WHAT IS BEING ASKED:
Rewrite the passage on women in the AFU between "However, the AFU" and "any other opportunities.", inclusive, putting "military" in place of "army".

EXCERPTED PASSAGE:

However, the AFU traditionally remained an extremely conservative social institution. This impacted not only gender issues. In early 2014, the army was semi-decayed. The institution itself did not receive sufficient public or state attention. It was not maintained on a functional level, not to mention reforms and strategic planning. Gender reforms in the army have become part of reforms in the security sector as a whole.

Until 2014, not only did the AFU not function properly, but they also had sold off their assets[14]. Experts noted that the military administrative reform of 2013 was not useful for the army[15]. Corruption and nepotism in the army did not benefit women as a low-resource population group. The structure and logic of the army had not changed since Soviet times and also relegated women to service and non-prestigious roles. They were not offered any other opportunities.

The Temporary List of military occupational specialties and designated positions for enlisted personnel and servicewomen and remuneration tables for positions were approved by Order of the Ministry of Defence of Ukraine № 337 of May 27, 2014, and offered staff positions for female privates, sergeants, and petty officers. This list is not supported by any previous documents, so it turns out that it was not until the war started that the proportion of military registration specialties, military ranks, and positions were regulated at least to some extent.

Women were assigned to military occupational specialties according to the Decree of the Cabinet of Ministers of Ukraine “On the Approval of the List of Specialties for which women with relevant training may be registered for military service” of October 14, 1994. The list included seven eloquent categories: Medical; Communication; Computer Engineering; Optical and Sound Measurement and Metrology; Cartography, Topogeodesy, Photogrammetry, and Aerial Photography; Printing; and Film and Radio Mechanics. This was the only range of jobs open for women who wanted to be registered for military service.

Stored items:
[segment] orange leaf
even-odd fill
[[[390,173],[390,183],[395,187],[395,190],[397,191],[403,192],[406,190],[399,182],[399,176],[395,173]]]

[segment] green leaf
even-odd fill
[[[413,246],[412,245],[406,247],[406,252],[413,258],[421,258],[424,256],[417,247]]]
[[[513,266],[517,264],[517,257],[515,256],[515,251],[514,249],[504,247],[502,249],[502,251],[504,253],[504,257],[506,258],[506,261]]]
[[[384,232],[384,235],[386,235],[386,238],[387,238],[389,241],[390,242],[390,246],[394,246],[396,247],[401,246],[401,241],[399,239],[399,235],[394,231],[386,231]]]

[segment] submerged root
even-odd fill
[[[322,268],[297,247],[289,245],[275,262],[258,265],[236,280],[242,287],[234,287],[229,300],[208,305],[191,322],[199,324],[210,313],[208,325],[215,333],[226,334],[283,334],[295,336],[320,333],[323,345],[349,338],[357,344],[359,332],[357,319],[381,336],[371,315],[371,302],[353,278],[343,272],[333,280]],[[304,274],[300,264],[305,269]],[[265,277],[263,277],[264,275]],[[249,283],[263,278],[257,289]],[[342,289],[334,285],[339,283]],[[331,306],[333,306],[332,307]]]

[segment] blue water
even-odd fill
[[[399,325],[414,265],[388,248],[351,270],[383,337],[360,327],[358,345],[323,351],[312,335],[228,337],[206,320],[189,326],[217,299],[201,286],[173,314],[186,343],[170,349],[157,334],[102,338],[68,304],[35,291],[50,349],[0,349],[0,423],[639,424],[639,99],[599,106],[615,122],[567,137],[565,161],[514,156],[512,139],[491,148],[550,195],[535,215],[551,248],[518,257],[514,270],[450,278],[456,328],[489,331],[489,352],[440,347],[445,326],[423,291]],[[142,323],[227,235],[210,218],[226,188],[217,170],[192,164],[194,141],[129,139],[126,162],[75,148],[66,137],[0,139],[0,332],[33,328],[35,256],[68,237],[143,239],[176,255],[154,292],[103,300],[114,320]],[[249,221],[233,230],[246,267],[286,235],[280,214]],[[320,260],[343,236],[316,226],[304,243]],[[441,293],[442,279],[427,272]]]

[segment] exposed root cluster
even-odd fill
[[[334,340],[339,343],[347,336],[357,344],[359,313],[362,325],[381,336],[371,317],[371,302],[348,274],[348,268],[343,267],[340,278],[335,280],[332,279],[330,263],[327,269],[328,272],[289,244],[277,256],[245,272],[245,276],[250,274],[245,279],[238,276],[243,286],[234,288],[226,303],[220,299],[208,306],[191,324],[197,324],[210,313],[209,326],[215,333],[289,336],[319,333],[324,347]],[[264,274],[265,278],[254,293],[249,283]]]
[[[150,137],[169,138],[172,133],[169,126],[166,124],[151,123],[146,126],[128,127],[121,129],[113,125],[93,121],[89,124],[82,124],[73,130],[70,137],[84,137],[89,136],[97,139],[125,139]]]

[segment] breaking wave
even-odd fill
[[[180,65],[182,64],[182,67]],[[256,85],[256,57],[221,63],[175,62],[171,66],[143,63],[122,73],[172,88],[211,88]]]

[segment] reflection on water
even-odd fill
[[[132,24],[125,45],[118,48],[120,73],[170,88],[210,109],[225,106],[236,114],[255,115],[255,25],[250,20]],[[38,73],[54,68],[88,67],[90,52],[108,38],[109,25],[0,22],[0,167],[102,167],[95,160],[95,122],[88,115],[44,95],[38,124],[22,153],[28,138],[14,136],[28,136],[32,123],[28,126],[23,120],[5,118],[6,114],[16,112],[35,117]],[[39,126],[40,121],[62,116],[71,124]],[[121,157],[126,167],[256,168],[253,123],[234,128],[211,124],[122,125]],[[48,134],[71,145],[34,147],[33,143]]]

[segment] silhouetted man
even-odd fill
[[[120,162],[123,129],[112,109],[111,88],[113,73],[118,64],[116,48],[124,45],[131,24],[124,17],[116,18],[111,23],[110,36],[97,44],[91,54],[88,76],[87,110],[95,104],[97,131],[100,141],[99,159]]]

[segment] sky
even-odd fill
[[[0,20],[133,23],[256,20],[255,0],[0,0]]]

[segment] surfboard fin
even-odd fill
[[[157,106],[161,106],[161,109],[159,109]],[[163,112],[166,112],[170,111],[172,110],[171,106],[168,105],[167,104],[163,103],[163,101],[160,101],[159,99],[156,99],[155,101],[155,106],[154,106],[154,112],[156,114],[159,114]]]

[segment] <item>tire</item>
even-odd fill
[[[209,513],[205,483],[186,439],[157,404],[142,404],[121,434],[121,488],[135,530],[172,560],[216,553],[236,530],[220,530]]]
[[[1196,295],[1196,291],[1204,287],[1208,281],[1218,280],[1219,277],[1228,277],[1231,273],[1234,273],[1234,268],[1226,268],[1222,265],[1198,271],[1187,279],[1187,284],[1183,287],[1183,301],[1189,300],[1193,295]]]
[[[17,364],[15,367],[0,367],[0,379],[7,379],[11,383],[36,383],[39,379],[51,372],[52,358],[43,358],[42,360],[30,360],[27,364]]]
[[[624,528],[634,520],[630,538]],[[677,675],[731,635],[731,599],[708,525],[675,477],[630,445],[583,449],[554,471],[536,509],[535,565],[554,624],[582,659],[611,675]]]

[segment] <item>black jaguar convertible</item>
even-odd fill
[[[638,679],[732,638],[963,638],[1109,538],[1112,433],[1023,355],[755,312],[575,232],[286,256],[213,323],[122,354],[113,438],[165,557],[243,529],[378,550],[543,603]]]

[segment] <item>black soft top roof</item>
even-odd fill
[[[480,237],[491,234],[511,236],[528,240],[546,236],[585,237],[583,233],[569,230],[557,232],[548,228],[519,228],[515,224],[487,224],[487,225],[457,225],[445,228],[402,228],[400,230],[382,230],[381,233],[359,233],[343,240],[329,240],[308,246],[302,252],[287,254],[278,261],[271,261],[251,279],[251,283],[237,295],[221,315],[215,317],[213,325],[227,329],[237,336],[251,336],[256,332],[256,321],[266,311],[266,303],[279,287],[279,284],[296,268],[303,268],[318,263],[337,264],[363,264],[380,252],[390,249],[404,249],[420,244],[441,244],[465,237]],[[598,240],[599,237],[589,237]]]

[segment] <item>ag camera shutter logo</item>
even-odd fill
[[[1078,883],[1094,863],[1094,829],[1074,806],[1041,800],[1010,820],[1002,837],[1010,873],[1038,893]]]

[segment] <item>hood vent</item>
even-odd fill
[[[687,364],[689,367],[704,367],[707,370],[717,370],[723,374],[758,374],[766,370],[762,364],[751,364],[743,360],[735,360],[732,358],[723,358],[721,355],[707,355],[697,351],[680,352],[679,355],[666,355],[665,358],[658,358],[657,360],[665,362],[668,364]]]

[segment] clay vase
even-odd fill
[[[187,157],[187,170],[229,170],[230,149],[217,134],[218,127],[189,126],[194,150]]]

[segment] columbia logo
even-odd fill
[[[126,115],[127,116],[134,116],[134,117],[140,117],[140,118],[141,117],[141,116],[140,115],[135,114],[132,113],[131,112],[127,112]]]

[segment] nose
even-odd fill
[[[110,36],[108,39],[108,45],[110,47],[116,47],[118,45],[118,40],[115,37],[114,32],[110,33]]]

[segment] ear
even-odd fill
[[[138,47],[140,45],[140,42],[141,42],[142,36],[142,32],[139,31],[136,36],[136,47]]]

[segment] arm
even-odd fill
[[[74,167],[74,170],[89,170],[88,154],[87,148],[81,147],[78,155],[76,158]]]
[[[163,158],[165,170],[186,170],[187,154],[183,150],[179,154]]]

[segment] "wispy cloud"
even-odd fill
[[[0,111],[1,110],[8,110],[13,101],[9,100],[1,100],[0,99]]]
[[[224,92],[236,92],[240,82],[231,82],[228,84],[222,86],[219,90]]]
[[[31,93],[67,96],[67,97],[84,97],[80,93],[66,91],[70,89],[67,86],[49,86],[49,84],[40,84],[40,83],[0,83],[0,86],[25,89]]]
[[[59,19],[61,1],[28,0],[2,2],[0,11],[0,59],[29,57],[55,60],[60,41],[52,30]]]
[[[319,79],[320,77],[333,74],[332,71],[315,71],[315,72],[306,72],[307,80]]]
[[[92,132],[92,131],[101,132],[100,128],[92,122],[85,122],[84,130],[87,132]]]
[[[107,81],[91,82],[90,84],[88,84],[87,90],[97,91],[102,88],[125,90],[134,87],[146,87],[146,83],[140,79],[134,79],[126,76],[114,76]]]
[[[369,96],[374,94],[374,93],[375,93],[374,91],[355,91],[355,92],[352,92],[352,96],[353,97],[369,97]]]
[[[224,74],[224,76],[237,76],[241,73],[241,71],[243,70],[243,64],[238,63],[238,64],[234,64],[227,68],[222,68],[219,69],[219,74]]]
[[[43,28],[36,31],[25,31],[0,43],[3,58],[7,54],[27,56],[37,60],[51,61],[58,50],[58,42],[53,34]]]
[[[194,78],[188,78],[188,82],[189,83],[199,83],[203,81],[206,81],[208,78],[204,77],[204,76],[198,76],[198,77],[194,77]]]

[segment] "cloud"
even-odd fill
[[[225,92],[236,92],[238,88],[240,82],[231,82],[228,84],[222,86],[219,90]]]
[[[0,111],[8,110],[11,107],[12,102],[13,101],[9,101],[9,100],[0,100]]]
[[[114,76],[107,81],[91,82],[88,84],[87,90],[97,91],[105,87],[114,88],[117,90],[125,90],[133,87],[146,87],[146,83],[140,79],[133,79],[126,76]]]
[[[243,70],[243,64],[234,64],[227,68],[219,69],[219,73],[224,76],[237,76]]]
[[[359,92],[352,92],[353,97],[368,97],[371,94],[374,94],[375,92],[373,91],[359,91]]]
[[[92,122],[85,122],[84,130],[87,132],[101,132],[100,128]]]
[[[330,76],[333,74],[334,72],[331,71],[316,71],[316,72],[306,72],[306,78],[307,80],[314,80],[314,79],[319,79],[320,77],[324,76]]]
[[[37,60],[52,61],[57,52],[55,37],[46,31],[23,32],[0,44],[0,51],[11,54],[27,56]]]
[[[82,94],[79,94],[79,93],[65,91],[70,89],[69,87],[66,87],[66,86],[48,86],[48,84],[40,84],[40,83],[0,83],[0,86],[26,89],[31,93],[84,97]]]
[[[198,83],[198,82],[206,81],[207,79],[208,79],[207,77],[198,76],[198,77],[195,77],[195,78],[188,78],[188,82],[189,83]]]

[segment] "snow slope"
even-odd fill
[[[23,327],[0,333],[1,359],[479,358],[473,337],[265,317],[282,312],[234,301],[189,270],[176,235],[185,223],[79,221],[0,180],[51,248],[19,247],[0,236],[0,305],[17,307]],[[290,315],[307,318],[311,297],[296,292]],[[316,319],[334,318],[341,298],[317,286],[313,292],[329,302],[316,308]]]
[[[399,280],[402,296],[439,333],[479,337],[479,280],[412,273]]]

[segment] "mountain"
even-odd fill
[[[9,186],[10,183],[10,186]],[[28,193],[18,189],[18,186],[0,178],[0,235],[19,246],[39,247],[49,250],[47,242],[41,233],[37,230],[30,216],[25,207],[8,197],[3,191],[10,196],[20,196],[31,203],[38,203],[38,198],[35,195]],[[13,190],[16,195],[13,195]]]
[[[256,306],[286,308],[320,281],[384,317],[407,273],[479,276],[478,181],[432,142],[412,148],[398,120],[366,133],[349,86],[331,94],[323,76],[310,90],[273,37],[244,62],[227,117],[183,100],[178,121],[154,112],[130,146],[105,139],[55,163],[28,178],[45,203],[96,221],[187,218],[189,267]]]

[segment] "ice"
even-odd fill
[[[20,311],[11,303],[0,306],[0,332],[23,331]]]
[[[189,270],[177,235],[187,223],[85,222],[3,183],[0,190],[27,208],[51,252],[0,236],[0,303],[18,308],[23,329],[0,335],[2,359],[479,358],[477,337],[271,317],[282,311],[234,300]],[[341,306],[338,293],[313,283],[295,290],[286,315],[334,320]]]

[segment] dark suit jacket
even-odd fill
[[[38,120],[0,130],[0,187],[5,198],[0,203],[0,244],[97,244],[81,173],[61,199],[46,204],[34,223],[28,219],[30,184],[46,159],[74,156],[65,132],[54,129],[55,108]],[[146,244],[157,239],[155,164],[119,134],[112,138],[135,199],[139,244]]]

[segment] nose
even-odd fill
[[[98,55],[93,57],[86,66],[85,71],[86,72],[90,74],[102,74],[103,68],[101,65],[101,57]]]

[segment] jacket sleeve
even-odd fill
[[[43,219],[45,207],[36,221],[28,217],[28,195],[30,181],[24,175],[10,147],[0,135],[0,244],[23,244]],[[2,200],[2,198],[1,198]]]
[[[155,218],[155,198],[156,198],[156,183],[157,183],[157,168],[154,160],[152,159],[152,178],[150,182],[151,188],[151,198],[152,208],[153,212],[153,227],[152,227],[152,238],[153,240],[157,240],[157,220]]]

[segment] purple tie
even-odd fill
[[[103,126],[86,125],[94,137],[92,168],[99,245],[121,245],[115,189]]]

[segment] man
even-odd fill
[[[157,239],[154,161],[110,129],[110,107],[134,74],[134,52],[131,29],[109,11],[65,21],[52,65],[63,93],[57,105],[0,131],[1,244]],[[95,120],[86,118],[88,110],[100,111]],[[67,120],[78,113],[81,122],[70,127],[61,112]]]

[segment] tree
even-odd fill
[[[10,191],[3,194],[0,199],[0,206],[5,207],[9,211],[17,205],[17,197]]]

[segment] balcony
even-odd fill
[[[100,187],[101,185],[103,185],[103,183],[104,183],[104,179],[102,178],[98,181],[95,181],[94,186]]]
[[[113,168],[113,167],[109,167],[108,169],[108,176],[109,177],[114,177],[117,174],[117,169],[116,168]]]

TASK OUTPUT:
However, the AFU traditionally remained an extremely conservative social institution. This impacted not only gender issues. In early 2014, the military was semi-decayed. The institution itself did not receive sufficient public or state attention. It was not maintained on a functional level, not to mention reforms and strategic planning. Gender reforms in the military have become part of reforms in the security sector as a whole.

Until 2014, not only did the AFU not function properly, but they also had sold off their assets[14]. Experts noted that the military administrative reform of 2013 was not useful for the military[15]. Corruption and nepotism in the military did not benefit women as a low-resource population group. The structure and logic of the military had not changed since Soviet times and also relegated women to service and non-prestigious roles. They were not offered any other opportunities.